* Problem description
Count how many lines of the following records contain the word "below". Reply with that number alone.

* Records shown

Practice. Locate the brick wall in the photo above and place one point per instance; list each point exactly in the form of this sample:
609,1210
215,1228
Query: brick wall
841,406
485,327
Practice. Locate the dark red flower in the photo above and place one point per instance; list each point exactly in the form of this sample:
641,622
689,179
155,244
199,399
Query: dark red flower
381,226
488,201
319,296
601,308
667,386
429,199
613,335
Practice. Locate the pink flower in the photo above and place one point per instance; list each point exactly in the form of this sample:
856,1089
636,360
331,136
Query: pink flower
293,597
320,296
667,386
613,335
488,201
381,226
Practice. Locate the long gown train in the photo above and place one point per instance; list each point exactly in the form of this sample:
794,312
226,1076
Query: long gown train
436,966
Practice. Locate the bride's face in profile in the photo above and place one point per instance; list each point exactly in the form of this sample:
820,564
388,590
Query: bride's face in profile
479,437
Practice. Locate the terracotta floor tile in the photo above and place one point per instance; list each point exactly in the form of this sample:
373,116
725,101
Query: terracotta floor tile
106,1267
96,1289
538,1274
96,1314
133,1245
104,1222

==

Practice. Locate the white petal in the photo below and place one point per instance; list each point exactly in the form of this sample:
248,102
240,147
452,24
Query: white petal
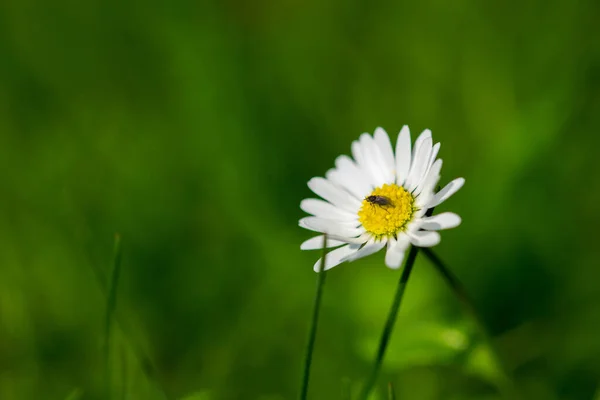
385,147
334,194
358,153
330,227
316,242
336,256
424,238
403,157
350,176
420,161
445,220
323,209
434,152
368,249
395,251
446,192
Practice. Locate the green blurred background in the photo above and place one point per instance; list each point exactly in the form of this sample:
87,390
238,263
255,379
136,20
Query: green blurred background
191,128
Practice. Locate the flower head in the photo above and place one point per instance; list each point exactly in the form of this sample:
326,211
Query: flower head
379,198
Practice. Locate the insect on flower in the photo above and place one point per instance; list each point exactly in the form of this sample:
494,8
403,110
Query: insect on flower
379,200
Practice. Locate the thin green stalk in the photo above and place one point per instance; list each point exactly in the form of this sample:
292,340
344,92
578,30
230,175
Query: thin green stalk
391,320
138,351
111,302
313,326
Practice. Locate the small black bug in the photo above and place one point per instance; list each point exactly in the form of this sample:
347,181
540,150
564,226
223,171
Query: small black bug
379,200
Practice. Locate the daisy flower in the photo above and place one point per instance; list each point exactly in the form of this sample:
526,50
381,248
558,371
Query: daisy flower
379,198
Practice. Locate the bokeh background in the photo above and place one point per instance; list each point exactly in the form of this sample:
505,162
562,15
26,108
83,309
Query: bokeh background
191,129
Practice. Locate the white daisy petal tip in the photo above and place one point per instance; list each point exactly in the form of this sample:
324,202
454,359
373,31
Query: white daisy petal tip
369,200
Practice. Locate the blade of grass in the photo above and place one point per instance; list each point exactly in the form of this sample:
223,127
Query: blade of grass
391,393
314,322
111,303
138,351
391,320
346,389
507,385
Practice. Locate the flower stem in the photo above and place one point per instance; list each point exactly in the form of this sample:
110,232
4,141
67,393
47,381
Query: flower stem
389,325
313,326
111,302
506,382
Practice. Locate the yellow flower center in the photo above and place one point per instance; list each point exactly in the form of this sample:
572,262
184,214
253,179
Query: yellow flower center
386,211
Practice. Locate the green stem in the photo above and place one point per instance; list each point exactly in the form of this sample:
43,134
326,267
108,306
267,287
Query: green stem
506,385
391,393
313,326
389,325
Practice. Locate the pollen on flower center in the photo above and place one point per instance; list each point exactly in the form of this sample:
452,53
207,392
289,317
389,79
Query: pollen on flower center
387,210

* * *

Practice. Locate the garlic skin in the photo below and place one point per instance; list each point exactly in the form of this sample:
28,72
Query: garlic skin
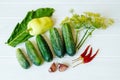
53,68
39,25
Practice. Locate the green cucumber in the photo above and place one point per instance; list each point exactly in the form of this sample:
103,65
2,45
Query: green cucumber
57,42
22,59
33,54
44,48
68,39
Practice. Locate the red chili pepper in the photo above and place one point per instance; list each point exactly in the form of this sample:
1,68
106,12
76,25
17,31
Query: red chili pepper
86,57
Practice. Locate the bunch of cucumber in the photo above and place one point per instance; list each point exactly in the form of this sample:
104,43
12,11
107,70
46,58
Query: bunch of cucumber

* Solution
2